- [SELECTED EXCERPT]
BRUNSWICK – A year ago, Oriana Farley went into the final stretch of the high school 800 at the New Balance Maine Distance Festival with a lead … then watched as an upstart eighth-grader from New Hampshire roared past to capture the win.
On Friday night, Farley watched the tape of that race and vowed to do things differently this year.
And on Saturday, she did just that: Hampden Academy’s Farley led the girls 800 from the outset, held off all mid-race challenges, and powered home with a decisive victory in 2 minutes, 16.34 seconds. The time was the eighth fastest in the nine-year history of the event. Maria Millard of Orono High was second in 2:18.28.
After battling undiagnosed health problems for much of her junior year, Farley entered the race with a reason for her struggles (exercise-induced asthma), and a medicinal regimen that has made a difference.
“I wasn’t sure what to expect of myself because of the new diagnosis,” she said. “I was happy just to be able to pull it off and feel good.”
The Maine Distance Festival is noted as an elite-level meet, but the national- and world-class athletes share center stage with top high school athletes, who kick off the meet with boys and girls 800 and mile races.
The youngsters helped set the tone, as Nolan Fyfe of Edmonton, Alberta – the fifth-place finisher in Canada’s senior championships earlier this summer – captured the 800 in record time.
Fyfe, who had hoped to enter the open 800, found his qualifying time of 1:51 wasn’t fast enough. Instead, he took aim at Parker Pruett’s 1997 meet record and lopped 1.11 seconds off it.
Fyfe ran a sizzling 1:52.89 to hold off Russel Brown of Hanover, N.H. (1:54.14).
“I’m racing in Montreal next week (in a Can-Am series event), so this race was – it may be being a bit cocky – but to get my confidence up so I can race good in Montreal against the older guys.”

- [MATERIAL SHOWN]
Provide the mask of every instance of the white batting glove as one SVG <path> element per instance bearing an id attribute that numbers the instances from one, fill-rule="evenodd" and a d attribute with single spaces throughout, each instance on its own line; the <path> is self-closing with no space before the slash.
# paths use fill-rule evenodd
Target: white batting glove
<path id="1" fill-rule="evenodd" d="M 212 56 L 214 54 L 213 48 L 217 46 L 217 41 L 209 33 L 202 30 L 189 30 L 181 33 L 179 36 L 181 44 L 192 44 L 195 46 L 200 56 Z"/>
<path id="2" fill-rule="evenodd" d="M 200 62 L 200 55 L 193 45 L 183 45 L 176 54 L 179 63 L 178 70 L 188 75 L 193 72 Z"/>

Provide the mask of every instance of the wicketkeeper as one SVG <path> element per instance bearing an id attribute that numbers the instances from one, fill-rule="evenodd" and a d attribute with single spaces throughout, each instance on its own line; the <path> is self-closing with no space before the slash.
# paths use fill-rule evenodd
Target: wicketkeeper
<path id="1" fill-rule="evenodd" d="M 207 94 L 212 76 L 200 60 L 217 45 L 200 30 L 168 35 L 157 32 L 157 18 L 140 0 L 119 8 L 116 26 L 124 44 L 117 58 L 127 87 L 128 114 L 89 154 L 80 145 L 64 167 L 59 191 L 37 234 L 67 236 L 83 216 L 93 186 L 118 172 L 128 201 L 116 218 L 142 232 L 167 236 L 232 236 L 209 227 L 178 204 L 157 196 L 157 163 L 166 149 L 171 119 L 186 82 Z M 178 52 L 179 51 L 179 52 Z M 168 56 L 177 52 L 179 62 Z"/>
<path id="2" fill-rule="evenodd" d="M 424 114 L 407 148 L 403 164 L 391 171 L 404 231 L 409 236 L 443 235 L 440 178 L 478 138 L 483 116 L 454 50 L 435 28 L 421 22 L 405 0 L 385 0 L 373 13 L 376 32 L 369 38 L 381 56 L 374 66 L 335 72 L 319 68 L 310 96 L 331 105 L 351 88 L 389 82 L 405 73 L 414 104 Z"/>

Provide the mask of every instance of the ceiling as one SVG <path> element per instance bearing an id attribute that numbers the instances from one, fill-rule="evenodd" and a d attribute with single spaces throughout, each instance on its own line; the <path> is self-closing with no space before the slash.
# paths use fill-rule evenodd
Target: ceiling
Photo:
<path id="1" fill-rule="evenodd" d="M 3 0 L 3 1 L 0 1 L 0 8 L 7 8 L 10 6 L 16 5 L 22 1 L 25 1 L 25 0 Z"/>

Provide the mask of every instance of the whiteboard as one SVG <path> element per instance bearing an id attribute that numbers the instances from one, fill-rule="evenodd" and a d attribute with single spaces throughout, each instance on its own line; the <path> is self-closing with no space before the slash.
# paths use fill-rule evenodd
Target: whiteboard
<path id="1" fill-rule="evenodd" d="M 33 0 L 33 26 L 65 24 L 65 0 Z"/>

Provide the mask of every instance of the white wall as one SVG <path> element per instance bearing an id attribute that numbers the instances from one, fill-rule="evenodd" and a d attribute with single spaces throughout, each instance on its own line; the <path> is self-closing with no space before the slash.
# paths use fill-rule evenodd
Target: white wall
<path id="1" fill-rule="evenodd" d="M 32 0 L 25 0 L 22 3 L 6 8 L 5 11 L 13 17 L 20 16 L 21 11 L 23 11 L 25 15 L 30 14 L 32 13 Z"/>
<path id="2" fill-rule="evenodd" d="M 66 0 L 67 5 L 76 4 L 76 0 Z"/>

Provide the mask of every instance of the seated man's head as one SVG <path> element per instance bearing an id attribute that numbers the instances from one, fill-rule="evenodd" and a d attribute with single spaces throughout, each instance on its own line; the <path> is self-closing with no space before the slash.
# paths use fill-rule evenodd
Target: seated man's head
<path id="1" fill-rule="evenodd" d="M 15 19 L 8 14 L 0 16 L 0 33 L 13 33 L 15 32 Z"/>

- [EXERCISE AIM]
Pick up the report on the New Balance Maine Distance Festival after its final sentence and keep writing it.

- [RESULT OF THIS EXERCISE]
In the girls 1,600, last year’s 800 champ Chantelle Dron topped a three-runner field to win in 4:58.13. Dron, the indoor New England 1,600-meter champ, recently finished her freshman year of high school in Manchester, N.H.
Cassie Hintz of Stillwater, who will enter Old Town High as a freshman in the fall, followed Dron through a speedy 72-second first lap before finishing third in 5:28.48.
Dron was named the meet’s outstanding high school girl athlete while Fyfe won the boys award.
In the boys mile, Ellsworth standout Steve DeWitt and New England champ Jeff Alden of Caribou couldn’t find a way to top Jeffrey Englehutt of Halifax, Nova Scotia.
Englehutt kicked away from DeWitt to win in 4:15.65, just one one-hundreth of a second off Ben Fletcher’s 1999 meet record.
DeWitt, who will attend Stanford University in the fall, finished in 4:17.65 while Alden was fifth in 4:27.72. Harry Norton, the son of former Orono resident Giles Norton, was third in 4:22.66.
DeWitt was pleased with his race.
“I’d had some good training for the last few weeks, and felt good, so I kind of wanted to surprise myself today. I thought I did all right. I didn’t really know what to expect, though, because I hadn’t run in like a month, in a race-race.”